* **Given data**:
- Opening Delimiter -

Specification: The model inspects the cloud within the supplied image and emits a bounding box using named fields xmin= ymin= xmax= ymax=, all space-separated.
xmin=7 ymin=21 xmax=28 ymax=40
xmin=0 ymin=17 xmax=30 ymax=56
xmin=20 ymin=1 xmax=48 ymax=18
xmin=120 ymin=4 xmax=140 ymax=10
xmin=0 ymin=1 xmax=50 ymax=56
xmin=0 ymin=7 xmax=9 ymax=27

- Closing Delimiter -

* **Exercise prompt**:
Every entry needs to be copied again exactly.

* **Response**:
Specification: The model inspects the cloud within the supplied image and emits a bounding box using named fields xmin= ymin= xmax= ymax=, all space-separated.
xmin=7 ymin=21 xmax=28 ymax=40
xmin=0 ymin=17 xmax=30 ymax=56
xmin=20 ymin=1 xmax=48 ymax=18
xmin=120 ymin=4 xmax=140 ymax=10
xmin=0 ymin=1 xmax=50 ymax=56
xmin=0 ymin=7 xmax=9 ymax=27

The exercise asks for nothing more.